▸ **Exercise**
Write out the whole listing below exactly, skipping each picture.

▸ **Records**
-.-.-

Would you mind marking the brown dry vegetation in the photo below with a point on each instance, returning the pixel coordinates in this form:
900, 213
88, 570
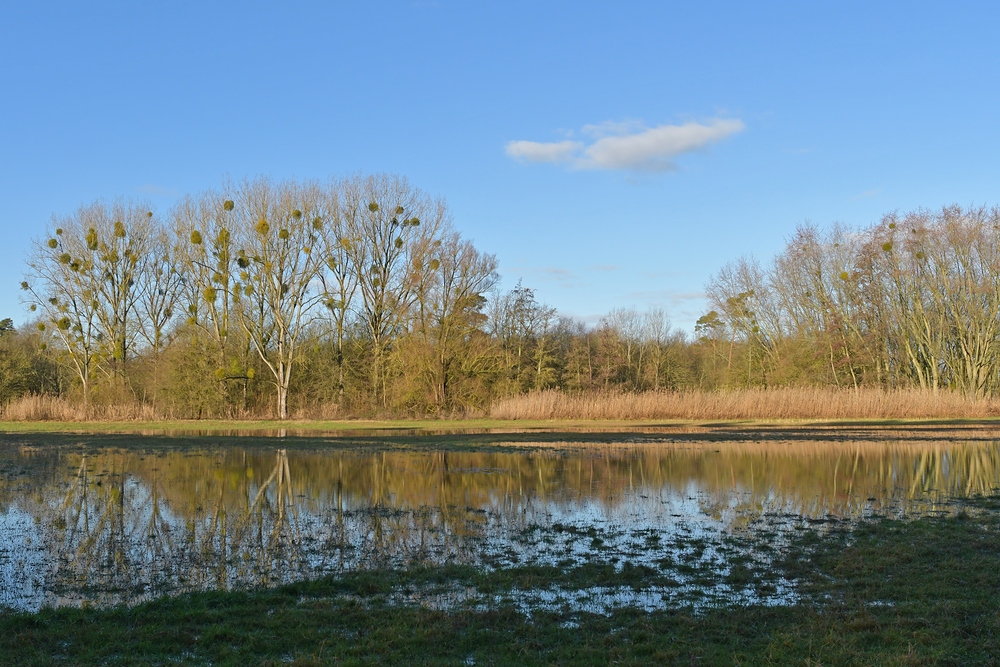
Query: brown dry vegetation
782, 403
54, 408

-.-.-

▸ **Response to the task**
Would you mind marking the brown dry vegetation in the photo below with a point on each instance, returning the pixel coordinates in this form:
900, 213
88, 570
Query: brown dry vegetation
782, 403
54, 408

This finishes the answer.